Task list:
1 > Echo the part of the gallbladder attack account from "But this was" to "prepared to wait.".
2 > In the gallbladder attack account, what did the writer eat for breakfast on the day of the worse attack?

My previous gallbladder attacks have been predictable and short-lived. If I ate a few too many potato chips or turkey and stuffing I would brace myself for the inevitable middle-of-the-night wake-up with biliary colic. Or I would take a prophylactic pain medication which usually worked to suppress the pain before it reached fever pitch. It was a system that worked well. I could live with the pain, sometimes worth enduring for the joy of a rare, delectable treat.
But this was different. I had had my usual breakfast of granola, normally a safe food. By ten o'clock I was in agony with what I knew was gallbladder-induced pain but far worse. On the scale of one to ten that I was later asked to rate my pain at the hospital, my morning suffering was a definite ten, right up there with childbirth pain.
I arrived home minutes after my departure and prepared to cope with the agony, believing it would abate in a few hours like all the other attacks. My friend who was here to look after Michael kept me well distracted with his lively and friendly conversation. We covered a whole range of topics with me all the while down on the floor on all fours and my rear end up in the air, my go-to position for any abdominal pain. I took my usual two Ibuprophen and prepared to wait.

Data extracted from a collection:

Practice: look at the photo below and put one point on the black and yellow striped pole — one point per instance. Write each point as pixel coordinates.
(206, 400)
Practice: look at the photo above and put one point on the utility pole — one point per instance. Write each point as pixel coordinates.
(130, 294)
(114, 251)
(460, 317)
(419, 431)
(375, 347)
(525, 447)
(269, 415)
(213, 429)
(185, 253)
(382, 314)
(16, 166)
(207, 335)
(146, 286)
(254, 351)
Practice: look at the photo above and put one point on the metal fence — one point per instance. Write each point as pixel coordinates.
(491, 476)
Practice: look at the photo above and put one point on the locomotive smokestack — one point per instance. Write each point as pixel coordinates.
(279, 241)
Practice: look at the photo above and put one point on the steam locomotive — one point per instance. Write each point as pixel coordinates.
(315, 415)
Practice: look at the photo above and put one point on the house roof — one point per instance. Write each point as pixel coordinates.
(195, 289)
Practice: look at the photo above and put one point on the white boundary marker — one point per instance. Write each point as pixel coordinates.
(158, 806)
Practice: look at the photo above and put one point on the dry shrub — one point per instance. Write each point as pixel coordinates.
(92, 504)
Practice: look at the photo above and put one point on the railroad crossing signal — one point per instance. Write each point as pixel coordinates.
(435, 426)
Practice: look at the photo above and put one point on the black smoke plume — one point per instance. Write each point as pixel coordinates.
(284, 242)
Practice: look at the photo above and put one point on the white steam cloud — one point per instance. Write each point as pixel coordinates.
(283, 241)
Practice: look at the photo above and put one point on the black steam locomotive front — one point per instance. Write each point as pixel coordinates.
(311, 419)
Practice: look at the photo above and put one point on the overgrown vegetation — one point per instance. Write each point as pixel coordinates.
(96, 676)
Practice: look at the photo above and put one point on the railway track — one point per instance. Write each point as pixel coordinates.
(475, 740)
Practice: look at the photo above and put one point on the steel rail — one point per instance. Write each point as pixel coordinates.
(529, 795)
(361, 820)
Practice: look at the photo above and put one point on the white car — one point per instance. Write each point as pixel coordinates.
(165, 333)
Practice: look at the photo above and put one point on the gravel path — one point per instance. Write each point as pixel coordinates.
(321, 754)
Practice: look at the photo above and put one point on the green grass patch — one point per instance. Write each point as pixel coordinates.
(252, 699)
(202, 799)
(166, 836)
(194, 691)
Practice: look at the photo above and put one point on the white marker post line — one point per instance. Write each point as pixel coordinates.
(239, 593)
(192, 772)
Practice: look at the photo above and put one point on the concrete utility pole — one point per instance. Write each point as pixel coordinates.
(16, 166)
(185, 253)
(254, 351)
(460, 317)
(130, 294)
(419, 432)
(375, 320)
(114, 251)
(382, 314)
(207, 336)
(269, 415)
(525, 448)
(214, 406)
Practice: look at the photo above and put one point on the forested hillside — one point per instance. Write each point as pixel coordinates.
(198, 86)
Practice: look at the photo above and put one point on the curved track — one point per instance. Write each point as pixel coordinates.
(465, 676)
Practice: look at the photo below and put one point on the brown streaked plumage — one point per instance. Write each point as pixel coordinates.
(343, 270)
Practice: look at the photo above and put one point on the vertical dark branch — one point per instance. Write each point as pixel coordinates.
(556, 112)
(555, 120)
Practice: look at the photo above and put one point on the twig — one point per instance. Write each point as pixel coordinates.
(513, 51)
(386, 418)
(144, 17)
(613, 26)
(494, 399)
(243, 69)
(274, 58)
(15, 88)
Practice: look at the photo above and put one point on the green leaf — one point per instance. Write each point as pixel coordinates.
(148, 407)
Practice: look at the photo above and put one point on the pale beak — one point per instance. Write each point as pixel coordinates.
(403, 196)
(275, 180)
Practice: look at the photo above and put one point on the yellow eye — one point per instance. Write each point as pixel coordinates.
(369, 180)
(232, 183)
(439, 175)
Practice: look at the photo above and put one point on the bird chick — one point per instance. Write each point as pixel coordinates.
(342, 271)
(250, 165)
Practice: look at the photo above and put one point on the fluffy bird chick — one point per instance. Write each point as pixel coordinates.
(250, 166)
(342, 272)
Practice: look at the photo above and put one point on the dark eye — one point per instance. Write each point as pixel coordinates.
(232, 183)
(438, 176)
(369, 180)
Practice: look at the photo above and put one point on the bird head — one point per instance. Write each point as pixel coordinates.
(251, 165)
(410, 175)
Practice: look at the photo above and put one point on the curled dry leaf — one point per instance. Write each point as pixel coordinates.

Answers for the tasks:
1 >
But this was different. I had had my usual breakfast of granola, normally a safe food. By ten o'clock I was in agony with what I knew was gallbladder-induced pain but far worse. On the scale of one to ten that I was later asked to rate my pain at the hospital, my morning suffering was a definite ten, right up there with childbirth pain.
I arrived home minutes after my departure and prepared to cope with the agony, believing it would abate in a few hours like all the other attacks. My friend who was here to look after Michael kept me well distracted with his lively and friendly conversation. We covered a whole range of topics with me all the while down on the floor on all fours and my rear end up in the air, my go-to position for any abdominal pain. I took my usual two Ibuprophen and prepared to wait.

2 > Granola, normally a safe food.